--- EXERCISE PASSAGE ---

Real-world data from Qatar suggests 2 doses of Pfizer's vaccine are needed against variants
- Pfizer's vaccine was 54% effective against severe COVID-19 caused by variants after one dose in Qatar.
- Effectiveness against severe COVID-19 rose to more than 90% when two doses were given 21 days apart.
- The results were published in a letter in the New England Journal of Medicine on Wednesday.
A second dose of Pfizer's two dose COVID-19 vaccine boosted protection against coronavirus variants including the worrisome variant from South Africa, real-world data from Qatar suggests.
The Qatari study, published as a letter in the New England Journal of Medicine on Wednesday, found that the COVID-19 vaccine co-developed by Pfizer and BioNTech, was 54% effective against severe illness after one dose and more than 90% effective against severe COVID-19 two weeks after the second dose. Qatar has been giving the shots at 21 days intervals.
The study authors found that a second dose of Pfizer's vaccine provided strong protection against variants, including against B.1.351, the variant first found in South Africa. Pfizer's previous lab experiments have found that antibody's produced by the vaccine didn't work so well against a pseudovirus similar to B.1.351. It wasn't clear how this lab finding would translate into the real-world.
In the Qatari study, Pfizer's vaccine was 75% effective at preventing infection of varying severity caused by the variant first found in South Africa, called B.1.351, after two doses, and 16.9% effective against B.1.351 infections after one dose.

---

REQUIRED TASKS:
- A) List every effectiveness percentage given in the article on Pfizer's vaccine in Qatar, with what each one measures.
- B) Update the Qatar vaccine article by writing out everything from "Real-world data from Qatar suggests 2" down to "dose in Qatar.", with "Pfizer's vaccine" replaced by "the Pfizer-BioNTech vaccine".

--- STUDY MATERIAL ---

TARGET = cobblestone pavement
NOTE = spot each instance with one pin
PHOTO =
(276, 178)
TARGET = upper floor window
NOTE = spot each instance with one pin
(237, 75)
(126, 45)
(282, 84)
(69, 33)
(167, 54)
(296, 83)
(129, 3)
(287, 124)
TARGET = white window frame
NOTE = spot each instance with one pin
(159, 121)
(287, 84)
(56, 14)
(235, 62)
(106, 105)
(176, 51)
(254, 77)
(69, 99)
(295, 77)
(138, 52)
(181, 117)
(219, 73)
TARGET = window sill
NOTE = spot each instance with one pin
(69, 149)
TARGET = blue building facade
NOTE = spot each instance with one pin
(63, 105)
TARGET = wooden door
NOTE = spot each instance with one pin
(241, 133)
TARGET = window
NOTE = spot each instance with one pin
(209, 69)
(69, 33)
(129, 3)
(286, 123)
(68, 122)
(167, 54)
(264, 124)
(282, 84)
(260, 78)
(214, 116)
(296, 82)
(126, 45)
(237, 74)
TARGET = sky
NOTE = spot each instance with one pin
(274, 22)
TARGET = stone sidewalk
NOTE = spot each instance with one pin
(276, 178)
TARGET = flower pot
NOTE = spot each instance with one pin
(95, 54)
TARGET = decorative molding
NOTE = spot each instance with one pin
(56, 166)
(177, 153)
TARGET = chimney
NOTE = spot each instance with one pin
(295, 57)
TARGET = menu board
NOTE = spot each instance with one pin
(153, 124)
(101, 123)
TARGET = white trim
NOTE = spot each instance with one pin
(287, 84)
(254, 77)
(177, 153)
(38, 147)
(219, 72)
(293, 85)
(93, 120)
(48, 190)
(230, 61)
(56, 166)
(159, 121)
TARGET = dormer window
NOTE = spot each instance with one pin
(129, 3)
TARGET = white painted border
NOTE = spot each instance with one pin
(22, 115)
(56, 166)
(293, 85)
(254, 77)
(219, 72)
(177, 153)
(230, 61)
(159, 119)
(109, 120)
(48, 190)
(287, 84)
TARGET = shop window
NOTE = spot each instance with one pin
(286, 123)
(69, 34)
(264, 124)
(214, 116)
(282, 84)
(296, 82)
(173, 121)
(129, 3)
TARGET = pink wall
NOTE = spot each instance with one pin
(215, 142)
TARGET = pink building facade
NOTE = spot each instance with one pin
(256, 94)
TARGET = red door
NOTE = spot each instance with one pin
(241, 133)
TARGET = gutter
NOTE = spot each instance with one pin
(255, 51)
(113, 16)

---

ANSWERS IN ORDER:
- A)
- 54%: against severe COVID-19 caused by variants, after one dose
- More than 90%: against severe COVID-19, two weeks after the second dose
- 75%: against infection of varying severity caused by B.1.351, after two doses
- 16.9%: against B.1.351 infections, after one dose

- B)
Real-world data from Qatar suggests 2 doses of the Pfizer-BioNTech vaccine are needed against variants
- the Pfizer-BioNTech vaccine was 54% effective against severe COVID-19 caused by variants after one dose in Qatar.